Tarea dada 1 | Indica si cada afirmación concuerda con el fragmento sobre las identidades históricas y cita literalmente las palabras que lo deciden: (a) a cada momento y espacio histórico le corresponde un poblamiento específico; (b) los elementos colectivos de identidad sobreviven en otros periodos de manera central y reconocida por su entorno social; (c) la propuesta busca reconocer que pudieron existir grupos con elementos de identidad comunes.

Fragmento de página |
**********
Pero además, con la propuesta de las identidades históricas no sólo se busca incorporar el devenir histórico como elemento de explicación de las identidades colectivas en un momento y espacio históricamente determinado, sino también reconocer que en ese tiempo y territorio pudieron existir grupos con elementos de identidad comunes que en otro momento histórico ya no se encuentran o quedaron supeditados a otros grupos sociales dominantes tanto cultural como demográficamente hablando. En síntesis, la propuesta es que a cada momento y espacio histórico y demográfico le corresponde un poblamiento específico, así como la presencia de algunos elementos colectivos de identidad propios que podrán sobrevivir en otros periodos en algunas prácticas culturales o formas de habitar sus territorios, pero de manera marginal e ignorada por su entorno social (Magaña, 2009:481-492).
**********
Datos proporcionados |

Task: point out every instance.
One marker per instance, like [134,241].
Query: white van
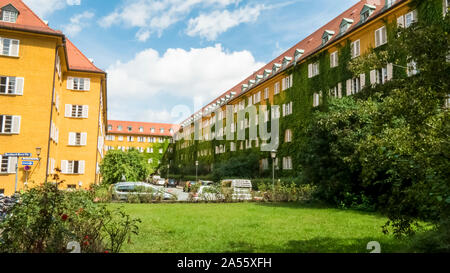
[240,189]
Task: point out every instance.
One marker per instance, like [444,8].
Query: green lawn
[255,227]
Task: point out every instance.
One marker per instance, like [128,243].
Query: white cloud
[202,73]
[77,23]
[44,8]
[152,16]
[210,25]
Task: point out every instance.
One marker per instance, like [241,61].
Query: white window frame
[380,36]
[14,47]
[14,127]
[334,59]
[14,83]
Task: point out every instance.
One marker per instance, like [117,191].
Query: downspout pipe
[51,109]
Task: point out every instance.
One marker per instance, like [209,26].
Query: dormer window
[275,68]
[298,54]
[327,36]
[259,78]
[345,25]
[9,14]
[366,11]
[286,61]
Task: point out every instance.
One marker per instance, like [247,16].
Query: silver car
[123,190]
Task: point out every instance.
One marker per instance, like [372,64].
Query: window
[288,136]
[80,84]
[72,166]
[389,3]
[287,109]
[8,165]
[9,16]
[11,85]
[287,163]
[266,93]
[287,82]
[77,111]
[334,59]
[355,49]
[316,99]
[380,36]
[277,88]
[77,139]
[313,69]
[9,124]
[9,47]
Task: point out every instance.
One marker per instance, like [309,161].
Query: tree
[118,164]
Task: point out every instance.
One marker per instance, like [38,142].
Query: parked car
[123,190]
[171,183]
[207,193]
[188,186]
[239,189]
[206,183]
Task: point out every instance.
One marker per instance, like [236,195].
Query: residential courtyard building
[53,105]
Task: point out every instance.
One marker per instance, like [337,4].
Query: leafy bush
[46,219]
[118,164]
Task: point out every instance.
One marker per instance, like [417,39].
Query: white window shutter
[16,125]
[68,111]
[81,166]
[362,80]
[15,48]
[70,83]
[84,139]
[87,84]
[85,111]
[349,87]
[12,162]
[390,71]
[373,77]
[64,166]
[19,86]
[401,21]
[72,137]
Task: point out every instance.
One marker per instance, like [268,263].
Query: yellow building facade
[53,105]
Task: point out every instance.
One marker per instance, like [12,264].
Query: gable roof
[313,42]
[145,125]
[29,21]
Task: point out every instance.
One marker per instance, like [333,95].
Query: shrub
[46,219]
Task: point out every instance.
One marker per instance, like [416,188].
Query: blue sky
[162,55]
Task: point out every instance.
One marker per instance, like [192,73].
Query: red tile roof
[313,42]
[29,21]
[145,125]
[77,60]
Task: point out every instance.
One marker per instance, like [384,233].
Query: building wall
[301,94]
[36,65]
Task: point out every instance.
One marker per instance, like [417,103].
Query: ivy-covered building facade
[300,81]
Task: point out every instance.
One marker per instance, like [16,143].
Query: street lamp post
[196,171]
[274,156]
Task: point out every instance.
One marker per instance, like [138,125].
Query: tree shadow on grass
[319,245]
[319,206]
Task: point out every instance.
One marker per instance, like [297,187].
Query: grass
[256,228]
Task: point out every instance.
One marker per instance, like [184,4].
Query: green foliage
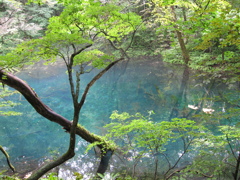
[211,151]
[72,33]
[5,177]
[148,139]
[51,176]
[20,22]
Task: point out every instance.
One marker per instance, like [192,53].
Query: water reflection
[170,91]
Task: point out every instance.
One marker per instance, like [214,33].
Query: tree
[6,105]
[72,36]
[192,26]
[139,137]
[20,22]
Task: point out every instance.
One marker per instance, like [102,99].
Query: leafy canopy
[80,24]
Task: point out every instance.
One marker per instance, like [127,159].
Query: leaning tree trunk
[106,148]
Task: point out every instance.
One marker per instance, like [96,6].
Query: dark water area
[136,86]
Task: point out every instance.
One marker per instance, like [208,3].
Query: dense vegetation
[199,35]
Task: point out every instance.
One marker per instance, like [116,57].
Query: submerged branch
[42,109]
[8,158]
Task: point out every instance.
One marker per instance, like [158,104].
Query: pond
[139,85]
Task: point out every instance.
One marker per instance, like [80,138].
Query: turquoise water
[138,87]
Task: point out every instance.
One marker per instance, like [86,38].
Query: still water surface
[138,87]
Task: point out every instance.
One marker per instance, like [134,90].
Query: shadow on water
[144,84]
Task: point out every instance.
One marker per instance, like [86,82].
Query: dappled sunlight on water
[142,86]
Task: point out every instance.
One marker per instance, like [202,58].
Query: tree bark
[45,111]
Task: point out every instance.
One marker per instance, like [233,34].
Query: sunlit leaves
**********
Tarea dada 2 | Muestra, por favor, todas las filas que contienen la cadena "window". Se distinguen mayúsculas y minúsculas.

Respuesta completa 1 |
(a) Sí: «a cada momento y espacio histórico y demográfico le corresponde un poblamiento específico».
(b) No: «pero de manera marginal e ignorada por su entorno social».
(c) Sí: «reconocer que en ese tiempo y territorio pudieron existir grupos con elementos de identidad comunes».

Respuesta completa 2 |
Query: white window frame
Query: dormer window
Query: window
Query: white window shutter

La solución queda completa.